THE TASK:
Write out exactly, with both ends included, the lines that run from the line containing "Objective: a point on each instance of the building" to the end of the entries. Pictures are not part of the answer.

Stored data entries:
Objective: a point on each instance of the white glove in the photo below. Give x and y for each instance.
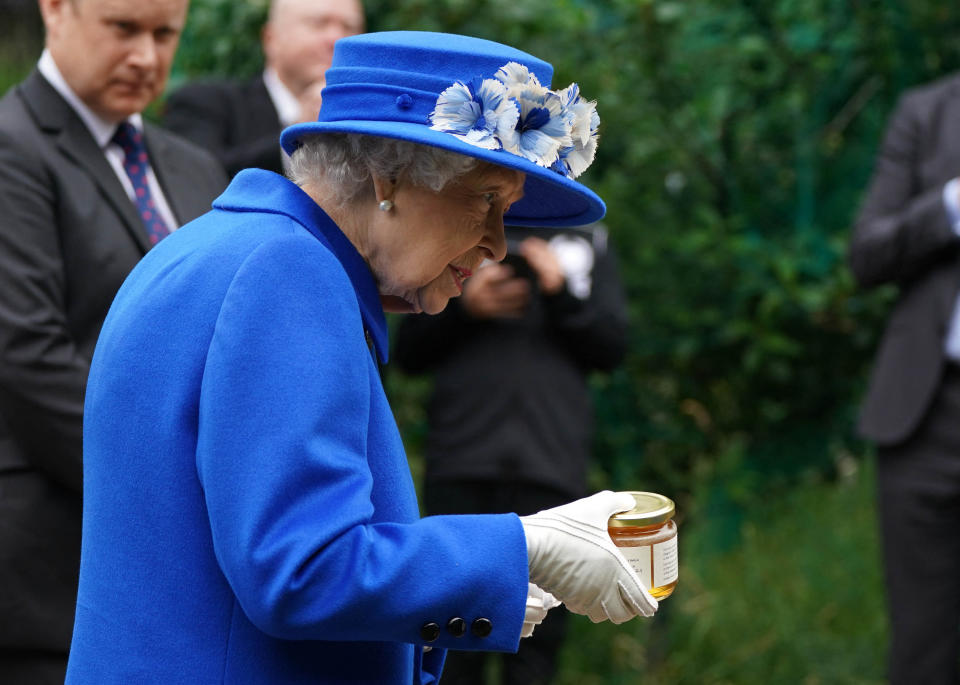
(572, 557)
(538, 604)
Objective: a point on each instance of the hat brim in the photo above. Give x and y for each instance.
(549, 199)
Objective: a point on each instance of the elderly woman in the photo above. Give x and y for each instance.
(249, 516)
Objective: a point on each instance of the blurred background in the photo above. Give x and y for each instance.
(737, 139)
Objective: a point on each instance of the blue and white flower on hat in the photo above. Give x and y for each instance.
(478, 112)
(584, 124)
(517, 79)
(542, 129)
(515, 113)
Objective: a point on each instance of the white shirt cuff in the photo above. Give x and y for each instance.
(951, 203)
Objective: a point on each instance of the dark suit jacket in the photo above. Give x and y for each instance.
(903, 236)
(236, 121)
(69, 235)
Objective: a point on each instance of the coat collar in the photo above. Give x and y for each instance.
(264, 191)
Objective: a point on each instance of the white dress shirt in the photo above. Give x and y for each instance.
(951, 203)
(102, 132)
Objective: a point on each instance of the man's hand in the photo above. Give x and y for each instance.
(544, 262)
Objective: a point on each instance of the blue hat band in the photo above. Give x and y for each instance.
(376, 102)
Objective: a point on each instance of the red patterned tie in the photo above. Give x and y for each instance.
(136, 163)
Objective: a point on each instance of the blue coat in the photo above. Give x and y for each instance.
(249, 515)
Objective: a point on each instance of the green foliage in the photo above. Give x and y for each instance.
(737, 138)
(222, 38)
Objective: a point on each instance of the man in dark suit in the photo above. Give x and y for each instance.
(510, 414)
(78, 208)
(908, 234)
(240, 122)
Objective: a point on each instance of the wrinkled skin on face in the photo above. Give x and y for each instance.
(114, 54)
(423, 249)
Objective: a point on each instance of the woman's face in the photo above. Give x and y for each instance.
(423, 249)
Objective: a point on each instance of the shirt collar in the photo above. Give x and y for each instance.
(101, 129)
(264, 191)
(285, 102)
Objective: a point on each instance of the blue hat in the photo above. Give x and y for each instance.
(471, 96)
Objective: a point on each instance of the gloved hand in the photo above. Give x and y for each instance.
(572, 557)
(538, 604)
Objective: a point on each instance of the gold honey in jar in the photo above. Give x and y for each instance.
(647, 537)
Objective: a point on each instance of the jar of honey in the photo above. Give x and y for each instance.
(647, 537)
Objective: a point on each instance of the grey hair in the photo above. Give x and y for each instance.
(343, 164)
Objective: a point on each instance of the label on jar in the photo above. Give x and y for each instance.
(656, 564)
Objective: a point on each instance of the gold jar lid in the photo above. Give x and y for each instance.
(649, 510)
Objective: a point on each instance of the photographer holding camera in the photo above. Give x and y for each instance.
(511, 417)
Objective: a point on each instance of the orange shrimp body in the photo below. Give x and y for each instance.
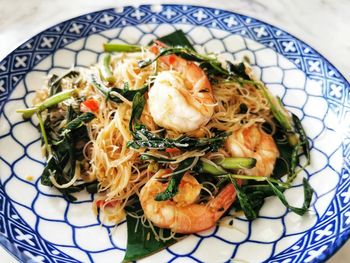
(182, 214)
(254, 142)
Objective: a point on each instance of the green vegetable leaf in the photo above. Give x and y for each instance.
(49, 102)
(237, 69)
(147, 156)
(308, 192)
(302, 137)
(177, 38)
(80, 121)
(141, 240)
(143, 138)
(117, 47)
(106, 71)
(173, 185)
(138, 103)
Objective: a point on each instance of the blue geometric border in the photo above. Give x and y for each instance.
(336, 90)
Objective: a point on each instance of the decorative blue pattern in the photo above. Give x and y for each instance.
(316, 244)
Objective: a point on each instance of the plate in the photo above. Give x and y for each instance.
(37, 223)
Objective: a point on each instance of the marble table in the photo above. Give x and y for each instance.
(323, 24)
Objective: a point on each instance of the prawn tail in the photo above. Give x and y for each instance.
(223, 200)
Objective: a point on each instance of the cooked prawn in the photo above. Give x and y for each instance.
(181, 98)
(182, 214)
(254, 142)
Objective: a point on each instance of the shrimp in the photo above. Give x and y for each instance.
(254, 142)
(181, 98)
(182, 214)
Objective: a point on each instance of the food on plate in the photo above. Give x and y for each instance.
(170, 138)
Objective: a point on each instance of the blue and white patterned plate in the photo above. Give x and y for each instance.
(37, 224)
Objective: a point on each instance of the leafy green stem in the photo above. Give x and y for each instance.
(117, 47)
(49, 102)
(43, 134)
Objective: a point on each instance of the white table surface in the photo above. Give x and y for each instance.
(323, 24)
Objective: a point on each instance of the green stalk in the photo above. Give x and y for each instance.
(237, 163)
(116, 47)
(43, 133)
(49, 102)
(211, 169)
(258, 178)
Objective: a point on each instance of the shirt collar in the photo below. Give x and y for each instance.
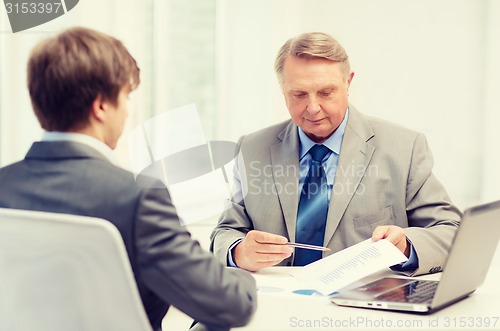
(334, 142)
(81, 138)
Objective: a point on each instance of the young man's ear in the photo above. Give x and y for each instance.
(99, 109)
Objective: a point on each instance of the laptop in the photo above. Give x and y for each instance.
(470, 256)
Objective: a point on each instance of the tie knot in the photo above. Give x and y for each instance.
(318, 152)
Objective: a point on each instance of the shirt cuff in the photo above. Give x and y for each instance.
(230, 261)
(411, 264)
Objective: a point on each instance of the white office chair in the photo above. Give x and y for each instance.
(65, 272)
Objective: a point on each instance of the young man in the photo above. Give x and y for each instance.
(79, 81)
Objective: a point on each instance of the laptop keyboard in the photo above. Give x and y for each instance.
(420, 291)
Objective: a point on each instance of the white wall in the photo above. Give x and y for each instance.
(428, 65)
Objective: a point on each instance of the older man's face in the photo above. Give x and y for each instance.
(316, 95)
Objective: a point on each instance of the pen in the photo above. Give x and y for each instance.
(306, 246)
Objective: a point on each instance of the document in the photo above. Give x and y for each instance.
(349, 265)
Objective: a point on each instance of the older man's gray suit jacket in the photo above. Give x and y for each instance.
(384, 177)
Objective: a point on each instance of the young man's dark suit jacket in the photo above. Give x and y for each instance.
(170, 268)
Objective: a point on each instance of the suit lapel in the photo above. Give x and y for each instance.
(355, 156)
(285, 162)
(63, 150)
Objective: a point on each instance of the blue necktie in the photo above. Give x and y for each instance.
(313, 208)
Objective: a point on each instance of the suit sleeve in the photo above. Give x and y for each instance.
(432, 217)
(179, 271)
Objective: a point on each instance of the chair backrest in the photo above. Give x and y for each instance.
(65, 272)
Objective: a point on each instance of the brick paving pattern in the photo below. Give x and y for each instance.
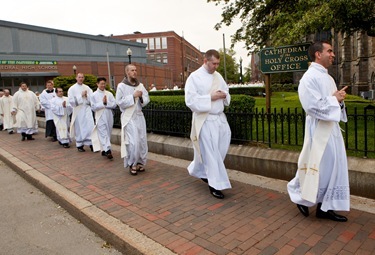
(177, 211)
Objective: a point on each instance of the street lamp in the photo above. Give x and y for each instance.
(129, 52)
(241, 82)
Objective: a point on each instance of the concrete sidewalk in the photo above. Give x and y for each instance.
(165, 211)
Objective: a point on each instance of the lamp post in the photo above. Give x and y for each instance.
(241, 81)
(129, 52)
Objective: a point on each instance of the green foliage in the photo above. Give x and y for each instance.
(284, 87)
(256, 91)
(281, 78)
(65, 82)
(170, 115)
(279, 23)
(167, 92)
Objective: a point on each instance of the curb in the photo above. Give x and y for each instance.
(124, 238)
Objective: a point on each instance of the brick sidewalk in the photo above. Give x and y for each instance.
(177, 211)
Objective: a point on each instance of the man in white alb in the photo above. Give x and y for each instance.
(5, 111)
(24, 107)
(131, 96)
(45, 97)
(61, 109)
(206, 94)
(82, 121)
(102, 103)
(322, 175)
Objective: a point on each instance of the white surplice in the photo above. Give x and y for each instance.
(82, 118)
(103, 118)
(315, 93)
(25, 104)
(215, 134)
(45, 99)
(133, 124)
(6, 109)
(61, 118)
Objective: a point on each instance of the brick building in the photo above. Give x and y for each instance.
(171, 50)
(354, 64)
(36, 54)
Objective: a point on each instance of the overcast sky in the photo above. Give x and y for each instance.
(195, 19)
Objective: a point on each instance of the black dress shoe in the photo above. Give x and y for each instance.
(109, 154)
(303, 209)
(29, 137)
(81, 149)
(216, 193)
(330, 215)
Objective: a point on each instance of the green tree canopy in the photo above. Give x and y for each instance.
(276, 23)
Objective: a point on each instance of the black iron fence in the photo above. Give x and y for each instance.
(278, 129)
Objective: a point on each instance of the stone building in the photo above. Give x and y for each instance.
(355, 62)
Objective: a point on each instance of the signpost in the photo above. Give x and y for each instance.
(292, 58)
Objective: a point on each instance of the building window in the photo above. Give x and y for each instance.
(165, 58)
(158, 58)
(151, 44)
(164, 43)
(157, 43)
(151, 57)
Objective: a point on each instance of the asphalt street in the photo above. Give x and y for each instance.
(33, 224)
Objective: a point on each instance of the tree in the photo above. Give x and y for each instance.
(231, 66)
(277, 23)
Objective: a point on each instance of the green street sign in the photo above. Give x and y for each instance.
(27, 62)
(290, 58)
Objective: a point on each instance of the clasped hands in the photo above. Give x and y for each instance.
(340, 94)
(218, 94)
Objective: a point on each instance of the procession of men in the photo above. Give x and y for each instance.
(86, 117)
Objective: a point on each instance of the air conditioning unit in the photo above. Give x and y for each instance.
(371, 95)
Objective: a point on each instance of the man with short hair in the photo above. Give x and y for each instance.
(24, 107)
(322, 175)
(82, 119)
(1, 117)
(206, 94)
(102, 103)
(5, 111)
(45, 97)
(61, 109)
(131, 96)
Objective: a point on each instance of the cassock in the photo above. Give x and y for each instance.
(315, 93)
(61, 118)
(25, 103)
(6, 109)
(82, 121)
(45, 97)
(134, 147)
(214, 137)
(103, 119)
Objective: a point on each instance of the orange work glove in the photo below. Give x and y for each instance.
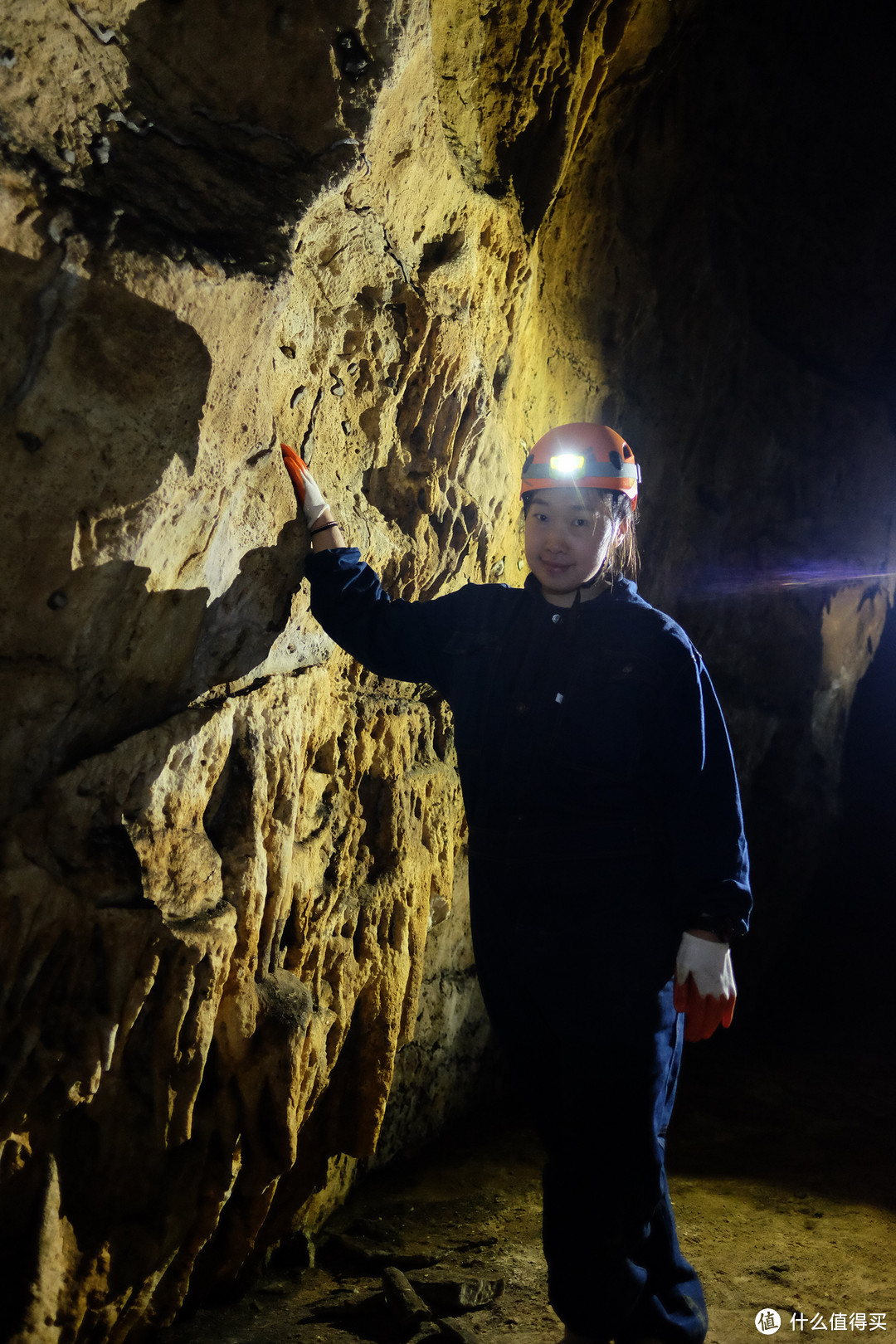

RESULT OF THE EXERCISE:
Objective: a point on each instance of the building window in the photo above. Give x and y for each instance.
(165, 58)
(158, 58)
(151, 44)
(164, 43)
(157, 43)
(151, 57)
Objective: a point on each instance of the asphalt street in the photo above. Give x and y for each instance.
(33, 224)
Objective: a point on each instance of the tree in the photo above. Give x and y for each instance.
(231, 66)
(277, 23)
Objective: a point on each instance of the green street sign in the photo above. Give x and y for each instance.
(27, 62)
(290, 58)
Objective: a point on each instance of the clasped hands in the photo above. Give x and y for each instance.
(340, 94)
(218, 94)
Objective: a point on each instance of the procession of men in the photo above. Give x and y for each instance.
(86, 117)
Objective: a point on each instance of the air conditioning unit in the photo above. Give x and y for each instance.
(371, 95)
Objective: a point on each instance of the man with short hair in the photo above. Give x and y for each instance.
(24, 107)
(322, 175)
(82, 119)
(1, 117)
(206, 94)
(102, 103)
(5, 111)
(45, 97)
(61, 109)
(131, 96)
Objective: a point on each instance of the cassock in the photo above. Give x and y for each instance.
(315, 93)
(61, 118)
(25, 103)
(6, 109)
(82, 121)
(45, 97)
(134, 147)
(214, 137)
(103, 119)
Objective: a point on each instance of the orange work glove in the photo below. Give x and y for each instance.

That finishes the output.